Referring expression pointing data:
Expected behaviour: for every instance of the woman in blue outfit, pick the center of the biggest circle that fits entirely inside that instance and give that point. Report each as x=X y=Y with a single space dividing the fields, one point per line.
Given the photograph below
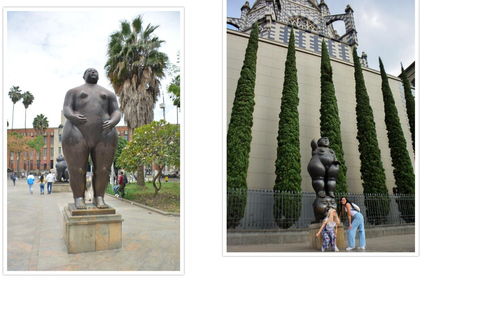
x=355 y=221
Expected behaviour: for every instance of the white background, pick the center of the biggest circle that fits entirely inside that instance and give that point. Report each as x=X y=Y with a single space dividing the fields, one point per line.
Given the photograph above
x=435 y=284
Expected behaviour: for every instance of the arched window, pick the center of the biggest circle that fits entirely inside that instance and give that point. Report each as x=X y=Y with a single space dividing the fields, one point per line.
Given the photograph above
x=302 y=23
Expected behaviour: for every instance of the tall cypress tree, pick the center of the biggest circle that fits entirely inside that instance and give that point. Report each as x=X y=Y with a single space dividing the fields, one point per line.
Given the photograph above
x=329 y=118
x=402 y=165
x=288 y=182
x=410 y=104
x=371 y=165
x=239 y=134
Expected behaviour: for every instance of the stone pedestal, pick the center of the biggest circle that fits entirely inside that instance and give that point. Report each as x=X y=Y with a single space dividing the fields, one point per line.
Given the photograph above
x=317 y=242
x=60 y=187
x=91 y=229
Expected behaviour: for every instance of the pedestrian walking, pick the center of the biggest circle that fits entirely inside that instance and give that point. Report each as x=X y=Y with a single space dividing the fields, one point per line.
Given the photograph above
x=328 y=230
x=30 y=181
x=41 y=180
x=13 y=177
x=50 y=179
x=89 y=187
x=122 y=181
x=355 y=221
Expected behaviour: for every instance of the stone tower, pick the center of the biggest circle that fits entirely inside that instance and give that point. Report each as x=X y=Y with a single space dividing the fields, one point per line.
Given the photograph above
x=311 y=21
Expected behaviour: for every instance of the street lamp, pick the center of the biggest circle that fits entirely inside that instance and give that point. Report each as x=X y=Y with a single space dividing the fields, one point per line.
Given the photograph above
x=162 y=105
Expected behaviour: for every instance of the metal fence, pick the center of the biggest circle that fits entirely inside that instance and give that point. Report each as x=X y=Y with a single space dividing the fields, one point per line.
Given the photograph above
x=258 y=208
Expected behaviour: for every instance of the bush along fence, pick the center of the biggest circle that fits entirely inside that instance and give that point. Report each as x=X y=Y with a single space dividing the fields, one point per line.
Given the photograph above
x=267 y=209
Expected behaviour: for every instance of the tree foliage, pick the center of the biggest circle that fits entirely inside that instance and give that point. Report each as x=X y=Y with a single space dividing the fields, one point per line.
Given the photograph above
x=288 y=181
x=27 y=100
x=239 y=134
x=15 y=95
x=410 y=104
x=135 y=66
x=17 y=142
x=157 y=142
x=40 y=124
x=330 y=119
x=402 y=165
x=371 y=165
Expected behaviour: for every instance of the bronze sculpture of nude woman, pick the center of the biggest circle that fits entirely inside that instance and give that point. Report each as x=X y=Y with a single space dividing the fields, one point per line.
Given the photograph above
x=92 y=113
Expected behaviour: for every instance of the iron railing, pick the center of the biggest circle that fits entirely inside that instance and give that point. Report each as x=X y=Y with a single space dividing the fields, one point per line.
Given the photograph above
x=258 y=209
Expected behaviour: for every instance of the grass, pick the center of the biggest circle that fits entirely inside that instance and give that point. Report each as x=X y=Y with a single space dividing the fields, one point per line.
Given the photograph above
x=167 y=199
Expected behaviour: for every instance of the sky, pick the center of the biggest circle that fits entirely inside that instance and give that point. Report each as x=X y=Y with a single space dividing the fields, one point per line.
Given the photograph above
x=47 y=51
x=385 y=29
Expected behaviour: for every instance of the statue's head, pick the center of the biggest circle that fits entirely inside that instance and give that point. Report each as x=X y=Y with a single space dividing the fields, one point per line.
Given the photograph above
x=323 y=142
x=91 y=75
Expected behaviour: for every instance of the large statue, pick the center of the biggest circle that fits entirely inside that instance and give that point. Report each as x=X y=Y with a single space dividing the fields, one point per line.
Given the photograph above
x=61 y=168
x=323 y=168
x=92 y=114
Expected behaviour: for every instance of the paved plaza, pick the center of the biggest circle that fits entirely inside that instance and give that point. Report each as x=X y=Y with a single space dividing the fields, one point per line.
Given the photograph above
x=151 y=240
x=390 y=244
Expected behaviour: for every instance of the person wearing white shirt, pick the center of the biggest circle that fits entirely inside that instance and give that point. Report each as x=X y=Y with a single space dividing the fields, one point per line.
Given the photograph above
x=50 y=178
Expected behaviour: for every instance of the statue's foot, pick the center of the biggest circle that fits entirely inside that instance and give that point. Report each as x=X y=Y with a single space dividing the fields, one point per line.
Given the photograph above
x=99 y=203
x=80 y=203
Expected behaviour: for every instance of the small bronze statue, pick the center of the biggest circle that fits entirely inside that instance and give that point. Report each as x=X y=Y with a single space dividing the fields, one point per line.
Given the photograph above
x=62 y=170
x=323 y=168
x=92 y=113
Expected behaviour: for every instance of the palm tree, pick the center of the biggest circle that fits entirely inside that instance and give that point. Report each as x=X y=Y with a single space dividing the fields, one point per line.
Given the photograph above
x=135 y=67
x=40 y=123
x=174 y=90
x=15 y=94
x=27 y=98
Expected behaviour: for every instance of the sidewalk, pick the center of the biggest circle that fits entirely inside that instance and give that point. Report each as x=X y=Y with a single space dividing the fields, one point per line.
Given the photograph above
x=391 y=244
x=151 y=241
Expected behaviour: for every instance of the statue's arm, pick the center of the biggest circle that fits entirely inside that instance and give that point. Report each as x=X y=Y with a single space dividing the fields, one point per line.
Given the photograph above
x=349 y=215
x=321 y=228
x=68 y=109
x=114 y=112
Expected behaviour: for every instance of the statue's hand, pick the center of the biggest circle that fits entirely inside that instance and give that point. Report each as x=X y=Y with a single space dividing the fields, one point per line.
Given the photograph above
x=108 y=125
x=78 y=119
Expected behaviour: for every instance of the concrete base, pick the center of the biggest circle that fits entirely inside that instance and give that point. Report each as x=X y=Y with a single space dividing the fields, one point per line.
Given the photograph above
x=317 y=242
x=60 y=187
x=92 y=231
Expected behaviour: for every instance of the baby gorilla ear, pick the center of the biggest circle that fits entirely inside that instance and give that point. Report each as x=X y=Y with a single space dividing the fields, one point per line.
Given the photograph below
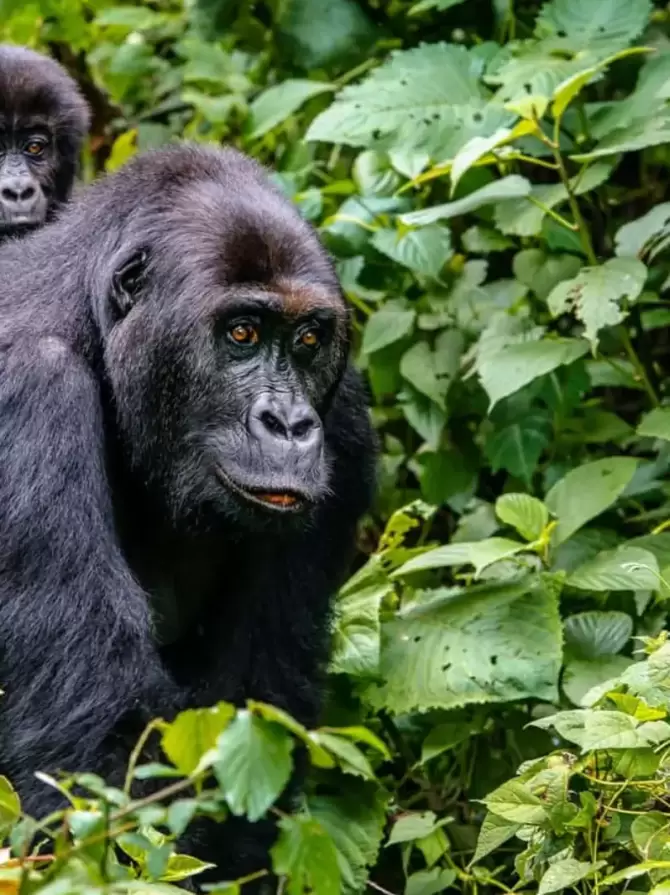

WORK REQUIRED: Please transcribe all of the records above exactly, leaving out any pictures.

RESULT:
Expected behaviour: for every instance of the woman in blue outfit, pick the center of the biggest circle that fits entirely inside that instance and give that point. Report each as x=X y=Y with a single space dividing the fields, one point per line.
Given the photograph below
x=355 y=221
Expected behaviour: for every instance of the white background, pick the center of the biggest circle that fits entirely inside that instance and give that point. Report each as x=X y=Y with a single space dividing the fields, one point per line.
Given the photograph above
x=435 y=284
Expected behaviour: for every instance of the arched window, pick the center of the biggest circle that fits entirely inside that instance and give that point. Report each as x=X y=Y with a single space dividing the fields, one point per line.
Given the photograph above
x=302 y=23
Expected behaviour: for every instance of the tall cypress tree, pick the center of the biggest circle that fits entirely inside that instance and give that point. Report each as x=X y=Y with a single space dividing the fields, one point per line.
Given the photograph above
x=329 y=118
x=402 y=165
x=288 y=182
x=410 y=104
x=371 y=165
x=239 y=134
Expected behaviour: for every instance of the stone pedestal, pick the center of the biggest circle that fits entirely inside that instance and give that point. Report each as x=X y=Y with a single space dividing the fields, one point per line.
Given the photograph above
x=317 y=242
x=60 y=187
x=91 y=229
Expected behaviour: for every instance of the pedestrian walking, pick the center of the biggest circle that fits entirely inside that instance and give that point. Report each as x=X y=Y with a single space dividing the fields, one point per line.
Given the photograph above
x=328 y=230
x=30 y=181
x=41 y=180
x=13 y=177
x=50 y=179
x=89 y=187
x=122 y=181
x=355 y=221
Expected behaviour: for every instance of the stone tower, pick the center of the biggest circle that fits entirely inside that instance and give that point. Report each as x=X y=Y with a single space dividing the fields, one point per line.
Given the photograph above
x=311 y=21
Expected behaviour: for every instance of the street lamp, pick the center of the biggest circle that fits entirely inside that instance and give that point. Report each as x=X y=Y with a single space dividing the fields, one point per line.
Given the photograph above
x=162 y=105
Expected behaviour: for every instance of the metal fence, pick the center of the biggest circle that fits entirely inside that instance and give that point. Report each as x=X y=Y with a single space dividing the fields, one point per line.
Given the photograph above
x=258 y=208
Expected behaviour: for every instance of the bush along fence, pick the center of the biggest circle that fits entirely inside that instance and give that point. Report each as x=X y=Y with a single space dividing the fields, one point per line.
Given the photograph above
x=267 y=209
Expected behaviour: for every instance of the tree foliage, pick the center of the biggest circle that fits entirely inside that instance and give that point. Report each as x=X y=Y with a single space dividing the fields, one point per line.
Given the photograph above
x=288 y=181
x=27 y=100
x=239 y=134
x=15 y=95
x=410 y=104
x=135 y=66
x=17 y=142
x=157 y=142
x=40 y=124
x=330 y=119
x=402 y=165
x=371 y=165
Expected behaviour: for every instance of the bronze sculpture of nude woman, pick the center of the biggest circle that fits entirely inside that instance and give that point. Report each as x=X y=Y with a single space dividing the fields, one point per line.
Given the photograph above
x=92 y=113
Expected behaviour: for every instance of the iron railing, pick the center of the biggest circle that fits entirely inside that instance and give that point. Report each as x=X y=Y with a single space dividing the fields, one point per line.
Given the photograph above
x=258 y=209
Expected behaviour: for every instance of the grass, pick the center of the biggest circle that fits entirely inside that instance and give that point. Report each as x=X y=Y with a single space dividing the fields, one point per line.
Given the photograph above
x=167 y=199
Expected behaviour: for every instance of the sky, pick the center of the biggest circle that fits entirely inside that instance and give that point. Report each as x=X y=Y with a single space dividing the fields, one point per line.
Given the photograph above
x=47 y=51
x=385 y=29
Expected behaviour: for every instance of the statue's head, pick the center of the biggest circle that fits entirely inside that instance and give that point. Report each as x=X y=Y with a single space dividing the fields, one point per line.
Given the photograph above
x=323 y=142
x=91 y=75
Expected behaviour: for every instance of the large statue, pick the center of the biggest circle that fits entirely inside that instance and give that point. Report each as x=X y=Y with a single space dividing the fields, one point per line.
Given the photograph above
x=61 y=168
x=323 y=168
x=92 y=114
Expected behaviour: for every instance of the paved plaza, pick the center of the biggest circle that fits entirely inside that instance and give that point. Report each as x=X y=Y with a single space dividing the fields, one point per line.
Given the photograph above
x=151 y=240
x=390 y=244
Expected behaviour: for every instance of the person wearing white shirt, pick the center of the biggest circle that fits entirely inside that instance and give that point. Report each as x=X y=Y with a single space dividing the fields, one point per line.
Given the photograph above
x=50 y=178
Expected behaviour: for every instance of the statue's foot, pick the center of the biggest circle that fits entirely inside that instance and give that point. Report each as x=X y=Y with a single space dividing the fields, one point per line.
Given the photograph above
x=99 y=203
x=80 y=203
Expected behaviour: for every instance of the small bronze statue, pick the center of the biggest circle that fits entirely inside that instance and give that point. Report each as x=X y=Y with a single space dividing the fields, one point per line.
Given the photograph above
x=62 y=170
x=323 y=168
x=92 y=113
Expected behaviour: for every instance of the palm tree, pick the center of the biggest circle that fits entirely inside that instance and give that point. Report each as x=X y=Y with a single space dividing the fields, one point per line.
Given the photograph above
x=135 y=67
x=40 y=123
x=174 y=90
x=15 y=94
x=27 y=98
Expected behaviour: for every instance of the sidewalk, pick the center of the biggest circle that fits entirely inside that instance and give that point. Report each as x=X y=Y with a single space dividing the fields, one point per line.
Given the photograph above
x=391 y=244
x=151 y=241
Expected behaviour: for every instance of the statue's arm, pick the center of the biggest circle that fits entirely inside that instance and give that point. Report each as x=X y=Y with a single space dividing the fields, one point per line.
Given the photograph above
x=349 y=215
x=321 y=228
x=68 y=109
x=114 y=112
Expected behaviour: for every instance of the statue's hand, pick the center of the biggest circle that fits entirely inside that instance and give that point. Report each as x=X y=Y with a single space dividing the fields, one point per line.
Given the photograph above
x=108 y=125
x=78 y=119
Expected behaviour: for every instance of the concrete base, pick the center of the biggest circle that fits entirely inside that instance and give that point. Report each as x=X y=Y with a single space dividing the fields, one point per line.
Given the photograph above
x=317 y=242
x=60 y=187
x=92 y=231
Expected behaviour: for every instance of the baby gorilla ear, pick the center of the biggest circle that fits entirely inside that instance and give that point. Report each as x=X y=Y with a single space dividing the fields, one point per line.
Given the photograph below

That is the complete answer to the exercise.